JOB ->
Copy the lines below word for word, but leave out the picture.

A run of records ->

========

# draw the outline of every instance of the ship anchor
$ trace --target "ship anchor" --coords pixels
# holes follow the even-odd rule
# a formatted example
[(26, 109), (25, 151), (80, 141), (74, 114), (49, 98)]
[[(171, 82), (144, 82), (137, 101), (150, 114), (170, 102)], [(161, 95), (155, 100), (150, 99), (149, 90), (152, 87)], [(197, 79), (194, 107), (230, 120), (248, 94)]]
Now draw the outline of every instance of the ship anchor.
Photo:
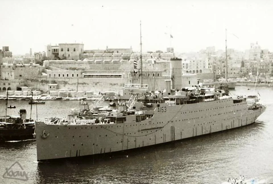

========

REPLY TO THE EXERCISE ->
# draw the outline of every instance of the ship anchor
$ trace --target "ship anchor" --coords pixels
# holes follow the even-odd rule
# a formatted example
[(26, 109), (25, 151), (80, 141), (74, 114), (49, 98)]
[[(171, 82), (144, 82), (137, 101), (150, 114), (170, 102)], [(161, 95), (155, 100), (150, 99), (149, 90), (152, 87)], [(197, 79), (194, 107), (230, 120), (248, 94)]]
Now draw the outline of every instance of the ship anchor.
Photo:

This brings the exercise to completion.